## GIVEN TASK
Collect every line below that contains the word "tattoo", copying each one unchanged.

## EXTRACTED INFORMATION
........
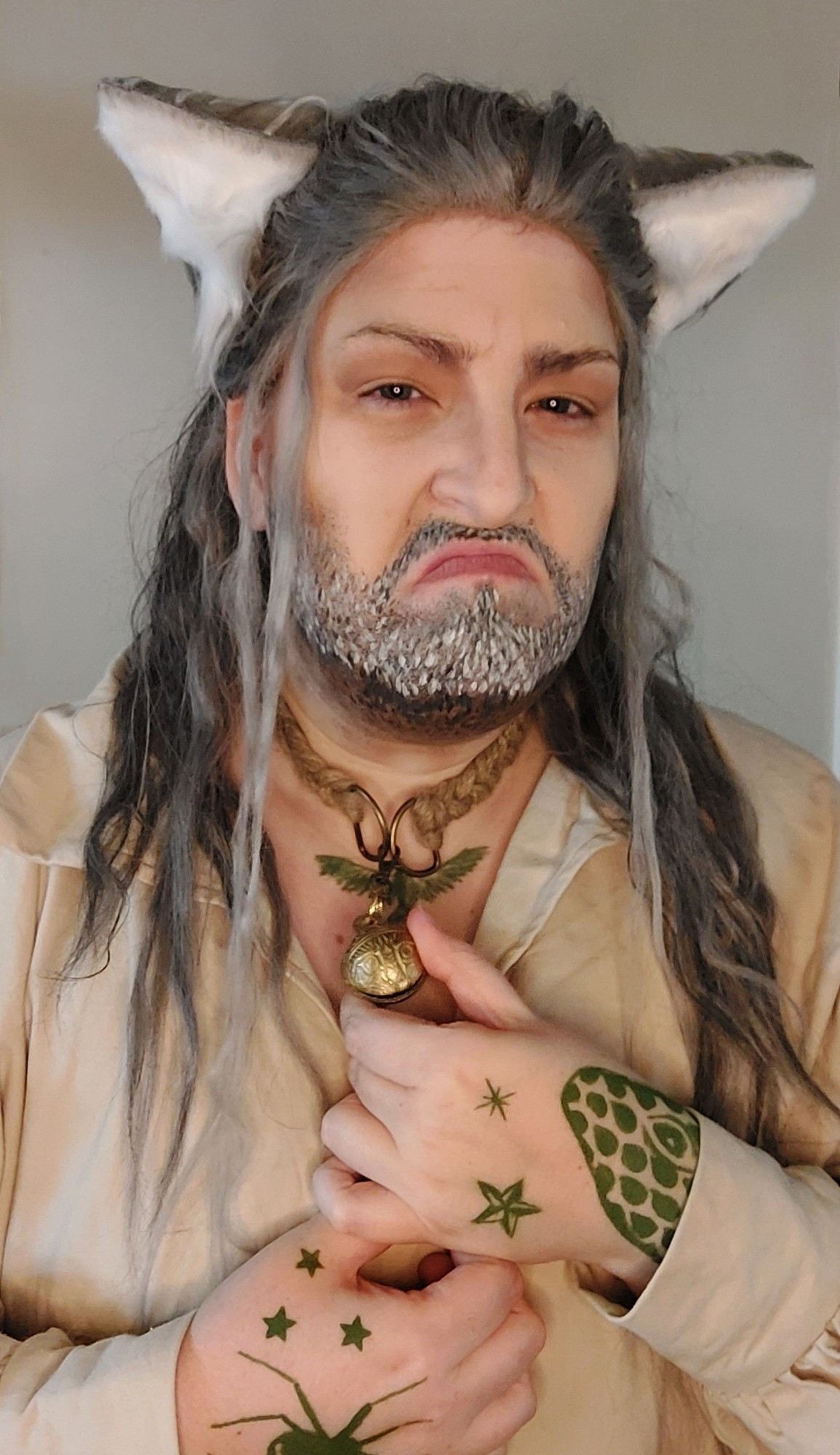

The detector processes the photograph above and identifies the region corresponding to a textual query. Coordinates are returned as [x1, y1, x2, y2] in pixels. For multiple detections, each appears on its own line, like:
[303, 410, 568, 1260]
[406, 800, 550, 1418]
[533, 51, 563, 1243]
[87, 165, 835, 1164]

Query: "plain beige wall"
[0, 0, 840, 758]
........
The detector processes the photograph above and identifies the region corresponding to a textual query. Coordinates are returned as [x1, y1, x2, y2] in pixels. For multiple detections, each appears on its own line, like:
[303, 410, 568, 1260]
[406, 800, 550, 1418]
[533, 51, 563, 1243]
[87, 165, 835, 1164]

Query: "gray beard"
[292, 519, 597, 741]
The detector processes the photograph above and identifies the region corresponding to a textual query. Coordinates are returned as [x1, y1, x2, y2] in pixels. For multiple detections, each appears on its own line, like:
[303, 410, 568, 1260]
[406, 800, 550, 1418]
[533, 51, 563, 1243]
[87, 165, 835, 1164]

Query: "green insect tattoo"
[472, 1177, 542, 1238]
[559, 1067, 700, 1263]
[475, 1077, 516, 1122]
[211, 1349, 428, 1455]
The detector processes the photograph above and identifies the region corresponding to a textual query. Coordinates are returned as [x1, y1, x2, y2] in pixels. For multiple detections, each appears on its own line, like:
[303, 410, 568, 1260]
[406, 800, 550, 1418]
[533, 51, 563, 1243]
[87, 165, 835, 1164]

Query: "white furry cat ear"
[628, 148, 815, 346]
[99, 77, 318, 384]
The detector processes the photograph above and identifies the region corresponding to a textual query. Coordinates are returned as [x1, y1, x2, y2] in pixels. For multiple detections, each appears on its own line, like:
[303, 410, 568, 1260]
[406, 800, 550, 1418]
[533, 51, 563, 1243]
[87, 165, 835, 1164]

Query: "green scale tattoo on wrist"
........
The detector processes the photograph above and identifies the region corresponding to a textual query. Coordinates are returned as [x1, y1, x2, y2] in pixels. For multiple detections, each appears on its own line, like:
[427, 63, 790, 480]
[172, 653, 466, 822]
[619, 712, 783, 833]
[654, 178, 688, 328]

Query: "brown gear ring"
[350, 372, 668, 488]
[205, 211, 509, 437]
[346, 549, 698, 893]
........
## EXERCISE ANSWER
Query: "green insect tattoo"
Query: "green scale tattoo on wrist"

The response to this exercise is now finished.